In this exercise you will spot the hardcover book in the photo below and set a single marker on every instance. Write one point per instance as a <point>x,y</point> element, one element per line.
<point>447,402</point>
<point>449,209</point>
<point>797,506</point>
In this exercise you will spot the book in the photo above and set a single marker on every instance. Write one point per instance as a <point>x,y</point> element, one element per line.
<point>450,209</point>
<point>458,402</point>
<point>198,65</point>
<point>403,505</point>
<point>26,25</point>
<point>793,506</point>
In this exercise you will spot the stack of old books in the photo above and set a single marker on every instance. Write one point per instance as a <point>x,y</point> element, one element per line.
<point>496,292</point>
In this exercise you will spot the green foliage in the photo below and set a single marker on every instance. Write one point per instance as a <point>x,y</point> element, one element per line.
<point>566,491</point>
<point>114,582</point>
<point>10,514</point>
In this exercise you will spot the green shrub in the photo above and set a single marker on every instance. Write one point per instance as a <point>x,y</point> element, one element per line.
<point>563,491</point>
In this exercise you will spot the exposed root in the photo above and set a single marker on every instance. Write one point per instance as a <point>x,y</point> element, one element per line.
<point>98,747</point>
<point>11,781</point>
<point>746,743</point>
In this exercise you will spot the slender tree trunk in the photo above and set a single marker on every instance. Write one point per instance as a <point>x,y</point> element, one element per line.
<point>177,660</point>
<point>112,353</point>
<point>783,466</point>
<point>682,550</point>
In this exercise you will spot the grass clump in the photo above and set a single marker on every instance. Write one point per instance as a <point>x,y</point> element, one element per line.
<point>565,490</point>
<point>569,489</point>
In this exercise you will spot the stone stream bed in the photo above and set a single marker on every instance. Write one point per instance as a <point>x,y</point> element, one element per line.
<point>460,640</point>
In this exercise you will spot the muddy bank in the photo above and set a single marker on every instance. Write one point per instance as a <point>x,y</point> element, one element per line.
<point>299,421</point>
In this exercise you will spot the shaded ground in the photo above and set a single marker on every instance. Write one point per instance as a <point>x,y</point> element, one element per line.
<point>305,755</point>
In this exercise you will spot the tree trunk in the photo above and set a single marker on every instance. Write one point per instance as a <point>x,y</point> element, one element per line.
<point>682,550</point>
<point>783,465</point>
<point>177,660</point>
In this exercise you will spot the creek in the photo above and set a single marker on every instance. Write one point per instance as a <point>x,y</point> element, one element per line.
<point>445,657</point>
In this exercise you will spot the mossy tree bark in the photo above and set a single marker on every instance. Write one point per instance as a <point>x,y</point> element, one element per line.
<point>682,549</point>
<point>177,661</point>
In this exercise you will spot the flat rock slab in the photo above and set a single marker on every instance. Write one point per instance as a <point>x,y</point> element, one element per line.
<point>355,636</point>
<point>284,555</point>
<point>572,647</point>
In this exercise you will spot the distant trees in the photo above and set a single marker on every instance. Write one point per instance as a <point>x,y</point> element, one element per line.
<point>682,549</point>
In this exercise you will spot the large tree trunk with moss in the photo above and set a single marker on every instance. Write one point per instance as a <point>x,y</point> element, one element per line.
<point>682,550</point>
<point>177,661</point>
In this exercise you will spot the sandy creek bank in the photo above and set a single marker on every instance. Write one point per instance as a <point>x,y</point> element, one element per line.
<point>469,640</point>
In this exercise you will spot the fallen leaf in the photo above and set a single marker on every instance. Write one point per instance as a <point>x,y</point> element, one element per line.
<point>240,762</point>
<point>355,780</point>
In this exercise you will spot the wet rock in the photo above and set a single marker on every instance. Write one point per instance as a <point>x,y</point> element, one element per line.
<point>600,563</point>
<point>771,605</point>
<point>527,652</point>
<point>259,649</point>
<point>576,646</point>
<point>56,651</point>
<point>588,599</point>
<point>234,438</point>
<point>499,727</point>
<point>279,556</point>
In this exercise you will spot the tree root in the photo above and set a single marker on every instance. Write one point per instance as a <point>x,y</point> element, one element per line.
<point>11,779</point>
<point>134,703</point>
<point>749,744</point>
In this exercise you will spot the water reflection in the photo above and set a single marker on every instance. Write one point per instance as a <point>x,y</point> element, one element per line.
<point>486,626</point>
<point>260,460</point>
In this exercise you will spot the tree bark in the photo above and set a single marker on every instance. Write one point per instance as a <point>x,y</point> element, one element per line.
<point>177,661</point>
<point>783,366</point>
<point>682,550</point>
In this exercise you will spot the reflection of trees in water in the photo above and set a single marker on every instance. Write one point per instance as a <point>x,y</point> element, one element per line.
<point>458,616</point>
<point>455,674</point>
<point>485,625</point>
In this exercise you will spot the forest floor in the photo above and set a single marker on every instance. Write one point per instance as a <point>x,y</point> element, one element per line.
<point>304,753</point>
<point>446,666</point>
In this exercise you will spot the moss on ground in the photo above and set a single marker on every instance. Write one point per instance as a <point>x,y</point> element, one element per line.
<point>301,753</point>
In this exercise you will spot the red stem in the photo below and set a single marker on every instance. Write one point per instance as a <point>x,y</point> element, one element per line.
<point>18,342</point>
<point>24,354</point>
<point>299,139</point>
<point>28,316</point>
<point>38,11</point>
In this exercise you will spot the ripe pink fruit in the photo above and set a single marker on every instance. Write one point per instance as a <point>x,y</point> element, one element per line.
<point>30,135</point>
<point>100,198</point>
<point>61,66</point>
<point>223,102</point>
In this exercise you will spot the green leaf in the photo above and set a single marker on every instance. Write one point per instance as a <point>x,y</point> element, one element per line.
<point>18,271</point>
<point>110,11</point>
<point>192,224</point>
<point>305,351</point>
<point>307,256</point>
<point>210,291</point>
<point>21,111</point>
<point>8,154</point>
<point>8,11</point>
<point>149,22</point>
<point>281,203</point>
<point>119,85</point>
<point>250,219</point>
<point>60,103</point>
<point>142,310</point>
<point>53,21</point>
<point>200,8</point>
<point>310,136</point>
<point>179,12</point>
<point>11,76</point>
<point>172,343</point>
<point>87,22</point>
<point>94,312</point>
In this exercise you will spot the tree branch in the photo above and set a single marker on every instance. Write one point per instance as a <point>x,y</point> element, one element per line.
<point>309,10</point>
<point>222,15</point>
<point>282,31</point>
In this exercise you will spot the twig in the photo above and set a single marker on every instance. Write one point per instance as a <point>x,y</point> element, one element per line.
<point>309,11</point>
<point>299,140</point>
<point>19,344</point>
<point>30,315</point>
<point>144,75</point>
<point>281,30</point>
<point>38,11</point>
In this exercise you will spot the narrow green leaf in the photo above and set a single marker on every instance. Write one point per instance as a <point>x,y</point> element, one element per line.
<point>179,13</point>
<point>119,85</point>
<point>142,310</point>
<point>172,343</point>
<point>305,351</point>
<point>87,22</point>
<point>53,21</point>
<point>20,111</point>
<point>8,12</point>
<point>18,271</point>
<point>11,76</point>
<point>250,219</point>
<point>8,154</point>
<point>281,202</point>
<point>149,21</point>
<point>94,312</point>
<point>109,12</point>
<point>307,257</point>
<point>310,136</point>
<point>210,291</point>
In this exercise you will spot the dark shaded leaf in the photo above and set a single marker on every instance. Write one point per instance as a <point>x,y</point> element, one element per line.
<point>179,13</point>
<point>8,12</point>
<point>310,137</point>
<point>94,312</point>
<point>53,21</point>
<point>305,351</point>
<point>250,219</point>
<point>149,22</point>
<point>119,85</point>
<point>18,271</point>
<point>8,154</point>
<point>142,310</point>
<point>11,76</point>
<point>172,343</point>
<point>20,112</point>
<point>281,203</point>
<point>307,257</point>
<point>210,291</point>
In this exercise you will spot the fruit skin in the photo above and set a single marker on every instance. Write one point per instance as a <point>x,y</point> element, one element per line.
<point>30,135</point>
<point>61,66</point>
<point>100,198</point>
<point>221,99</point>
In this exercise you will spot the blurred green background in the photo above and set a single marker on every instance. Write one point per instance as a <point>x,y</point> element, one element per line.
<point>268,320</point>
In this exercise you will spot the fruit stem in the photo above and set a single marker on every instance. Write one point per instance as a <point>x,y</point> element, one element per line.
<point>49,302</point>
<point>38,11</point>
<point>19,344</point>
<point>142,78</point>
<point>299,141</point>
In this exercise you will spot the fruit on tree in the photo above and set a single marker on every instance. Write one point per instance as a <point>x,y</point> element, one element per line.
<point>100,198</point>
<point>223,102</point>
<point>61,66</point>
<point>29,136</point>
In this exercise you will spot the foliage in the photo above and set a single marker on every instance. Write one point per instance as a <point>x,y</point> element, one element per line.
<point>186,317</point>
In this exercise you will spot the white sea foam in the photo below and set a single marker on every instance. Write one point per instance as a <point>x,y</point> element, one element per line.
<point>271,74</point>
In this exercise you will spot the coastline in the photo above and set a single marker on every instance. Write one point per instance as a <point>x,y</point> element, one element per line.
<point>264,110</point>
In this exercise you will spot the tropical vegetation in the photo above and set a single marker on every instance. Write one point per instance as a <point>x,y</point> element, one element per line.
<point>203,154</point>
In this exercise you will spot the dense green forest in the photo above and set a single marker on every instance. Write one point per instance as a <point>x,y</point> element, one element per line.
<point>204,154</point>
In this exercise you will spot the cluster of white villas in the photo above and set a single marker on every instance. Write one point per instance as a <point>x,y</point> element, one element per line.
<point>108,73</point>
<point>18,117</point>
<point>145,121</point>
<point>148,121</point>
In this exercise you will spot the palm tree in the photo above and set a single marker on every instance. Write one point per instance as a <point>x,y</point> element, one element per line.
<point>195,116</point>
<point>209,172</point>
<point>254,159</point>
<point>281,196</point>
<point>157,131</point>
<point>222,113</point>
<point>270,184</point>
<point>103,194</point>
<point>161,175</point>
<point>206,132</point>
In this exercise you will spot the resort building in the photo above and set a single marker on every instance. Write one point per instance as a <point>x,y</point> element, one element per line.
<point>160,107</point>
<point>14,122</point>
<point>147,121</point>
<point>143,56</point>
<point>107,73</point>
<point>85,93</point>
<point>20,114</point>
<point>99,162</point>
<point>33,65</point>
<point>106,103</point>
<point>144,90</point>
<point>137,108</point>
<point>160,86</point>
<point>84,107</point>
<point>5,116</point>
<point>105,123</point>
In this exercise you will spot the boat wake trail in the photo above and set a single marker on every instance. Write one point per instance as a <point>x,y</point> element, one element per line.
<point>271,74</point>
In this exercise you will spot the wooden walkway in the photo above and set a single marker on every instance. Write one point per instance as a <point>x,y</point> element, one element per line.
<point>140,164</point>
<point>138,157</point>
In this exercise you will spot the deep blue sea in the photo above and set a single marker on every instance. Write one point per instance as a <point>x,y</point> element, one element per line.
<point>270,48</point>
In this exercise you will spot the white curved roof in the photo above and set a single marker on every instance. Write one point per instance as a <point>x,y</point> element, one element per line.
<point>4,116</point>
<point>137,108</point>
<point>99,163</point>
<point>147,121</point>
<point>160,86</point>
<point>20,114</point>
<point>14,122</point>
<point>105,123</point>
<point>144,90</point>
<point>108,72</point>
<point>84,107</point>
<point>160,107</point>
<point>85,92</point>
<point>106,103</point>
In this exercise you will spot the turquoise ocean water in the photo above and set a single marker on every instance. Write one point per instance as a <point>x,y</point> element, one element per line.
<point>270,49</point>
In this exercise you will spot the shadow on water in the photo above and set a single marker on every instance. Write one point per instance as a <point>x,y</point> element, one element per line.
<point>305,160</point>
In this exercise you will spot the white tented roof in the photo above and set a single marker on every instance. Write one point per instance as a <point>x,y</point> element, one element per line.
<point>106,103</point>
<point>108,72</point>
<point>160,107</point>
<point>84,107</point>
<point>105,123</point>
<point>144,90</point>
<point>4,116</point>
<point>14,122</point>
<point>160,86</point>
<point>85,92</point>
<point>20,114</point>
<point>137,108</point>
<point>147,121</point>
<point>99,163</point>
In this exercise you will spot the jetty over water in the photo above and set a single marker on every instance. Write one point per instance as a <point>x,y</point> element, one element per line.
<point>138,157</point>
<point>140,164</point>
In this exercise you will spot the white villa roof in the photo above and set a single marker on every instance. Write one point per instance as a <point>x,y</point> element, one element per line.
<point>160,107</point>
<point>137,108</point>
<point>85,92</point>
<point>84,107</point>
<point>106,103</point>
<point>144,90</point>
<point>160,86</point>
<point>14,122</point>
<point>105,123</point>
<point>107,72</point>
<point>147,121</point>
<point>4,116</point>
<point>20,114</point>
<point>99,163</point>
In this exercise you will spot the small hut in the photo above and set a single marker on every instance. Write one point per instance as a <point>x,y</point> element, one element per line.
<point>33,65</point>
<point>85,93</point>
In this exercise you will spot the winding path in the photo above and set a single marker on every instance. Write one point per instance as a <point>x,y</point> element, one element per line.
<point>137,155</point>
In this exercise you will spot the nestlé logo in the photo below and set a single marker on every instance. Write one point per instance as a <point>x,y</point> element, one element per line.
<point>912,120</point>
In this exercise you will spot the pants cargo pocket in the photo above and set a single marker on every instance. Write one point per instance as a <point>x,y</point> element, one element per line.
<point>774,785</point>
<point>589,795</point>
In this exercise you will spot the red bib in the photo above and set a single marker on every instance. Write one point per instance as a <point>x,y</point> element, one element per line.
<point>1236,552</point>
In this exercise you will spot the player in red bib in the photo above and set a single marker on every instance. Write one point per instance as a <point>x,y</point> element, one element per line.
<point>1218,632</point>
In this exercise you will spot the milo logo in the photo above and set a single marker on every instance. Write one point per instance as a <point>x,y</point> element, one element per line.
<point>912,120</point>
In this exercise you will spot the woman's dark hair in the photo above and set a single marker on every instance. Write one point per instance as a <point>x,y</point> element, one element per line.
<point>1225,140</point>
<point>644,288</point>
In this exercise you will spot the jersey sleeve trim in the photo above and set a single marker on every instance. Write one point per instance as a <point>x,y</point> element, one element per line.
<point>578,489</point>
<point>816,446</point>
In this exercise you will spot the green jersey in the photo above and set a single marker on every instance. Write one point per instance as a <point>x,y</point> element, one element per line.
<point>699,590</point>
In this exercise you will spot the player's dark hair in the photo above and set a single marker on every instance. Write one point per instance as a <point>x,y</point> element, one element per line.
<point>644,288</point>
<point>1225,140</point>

■ ■ ■

What the task requires → Copy the lines verbatim, from the line that contains "In this exercise you will spot the cluster" through the line that contains "<point>148,121</point>", including both of those lines.

Exercise response →
In this exercise you will spot the cluster of white villas in the photo above and set a single marker on every instance. Write one point per instance as a <point>x,y</point> element, one element per line.
<point>108,73</point>
<point>18,117</point>
<point>145,121</point>
<point>148,121</point>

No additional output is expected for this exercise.